-- start Data for this task --

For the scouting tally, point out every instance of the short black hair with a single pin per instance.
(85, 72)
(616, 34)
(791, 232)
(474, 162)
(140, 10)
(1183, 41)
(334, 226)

-- end Data for this task --

Turn every line of the items above into a numbered list, skipping any blank lines.

_Result_.
1. For the scouting tally, point out every instance of the short black hair with a single pin per instance.
2. (85, 72)
3. (616, 34)
4. (791, 232)
5. (474, 162)
6. (140, 10)
7. (1183, 41)
8. (334, 226)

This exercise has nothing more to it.